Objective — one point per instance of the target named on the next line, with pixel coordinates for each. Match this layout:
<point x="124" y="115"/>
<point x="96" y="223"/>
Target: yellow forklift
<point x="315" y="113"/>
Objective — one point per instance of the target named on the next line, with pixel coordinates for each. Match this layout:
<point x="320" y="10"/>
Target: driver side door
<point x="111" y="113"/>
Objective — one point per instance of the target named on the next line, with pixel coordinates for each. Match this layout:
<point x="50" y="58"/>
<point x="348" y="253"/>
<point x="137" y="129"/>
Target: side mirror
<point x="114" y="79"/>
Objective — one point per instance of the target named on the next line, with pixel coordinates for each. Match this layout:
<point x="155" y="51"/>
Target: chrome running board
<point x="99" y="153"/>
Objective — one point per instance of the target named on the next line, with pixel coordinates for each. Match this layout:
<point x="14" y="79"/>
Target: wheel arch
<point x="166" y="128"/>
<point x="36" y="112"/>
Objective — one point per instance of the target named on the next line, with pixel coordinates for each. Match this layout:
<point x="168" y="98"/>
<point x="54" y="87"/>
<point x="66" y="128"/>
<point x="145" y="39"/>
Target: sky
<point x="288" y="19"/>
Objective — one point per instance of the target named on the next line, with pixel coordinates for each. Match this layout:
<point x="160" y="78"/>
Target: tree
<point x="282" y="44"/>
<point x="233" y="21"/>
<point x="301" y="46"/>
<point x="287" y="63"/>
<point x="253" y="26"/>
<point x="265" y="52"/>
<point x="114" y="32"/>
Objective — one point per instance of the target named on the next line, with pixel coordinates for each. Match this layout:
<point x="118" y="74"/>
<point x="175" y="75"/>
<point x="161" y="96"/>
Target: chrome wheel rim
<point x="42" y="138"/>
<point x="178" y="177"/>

**WORK TO BE COMPLETED:**
All of the material above should be printed again exactly as it is.

**FINISHED TASK:**
Objective — one point per instance of the target named on the next line, with pixel coordinates for each. Match this layout:
<point x="124" y="115"/>
<point x="96" y="223"/>
Target: yellow forklift
<point x="315" y="113"/>
Objective — one point per instance of the target named on the next line, with pixel coordinates for each. Match this layout:
<point x="320" y="10"/>
Target: driver side door
<point x="111" y="113"/>
Objective — one point per instance of the target named on the next line, with pixel coordinates for each. Match this layout:
<point x="50" y="58"/>
<point x="348" y="253"/>
<point x="137" y="129"/>
Target: side mirror
<point x="114" y="79"/>
Objective — one point per instance of the target named on the next line, with pixel coordinates for each. Match this layout:
<point x="155" y="51"/>
Target: chrome running board
<point x="99" y="153"/>
Objective — one point per instance of the target named on the next line, with pixel coordinates for each. Match this layout:
<point x="14" y="79"/>
Target: wheel arch
<point x="166" y="128"/>
<point x="36" y="112"/>
Objective — one point per instance of the target named on the next line, with pixel coordinates for each. Match this layout:
<point x="168" y="98"/>
<point x="54" y="87"/>
<point x="66" y="128"/>
<point x="145" y="39"/>
Target: sky
<point x="288" y="19"/>
Objective — one point per instance of the target named on the next line, with pixel coordinates for each. Match this layout:
<point x="160" y="78"/>
Target: tree
<point x="282" y="44"/>
<point x="233" y="21"/>
<point x="301" y="46"/>
<point x="287" y="63"/>
<point x="253" y="26"/>
<point x="265" y="52"/>
<point x="114" y="32"/>
Objective — one point per instance of the target named on the next line, with pixel coordinates for each. Match this layout:
<point x="118" y="74"/>
<point x="175" y="75"/>
<point x="161" y="96"/>
Target: chrome wheel rim
<point x="42" y="138"/>
<point x="178" y="177"/>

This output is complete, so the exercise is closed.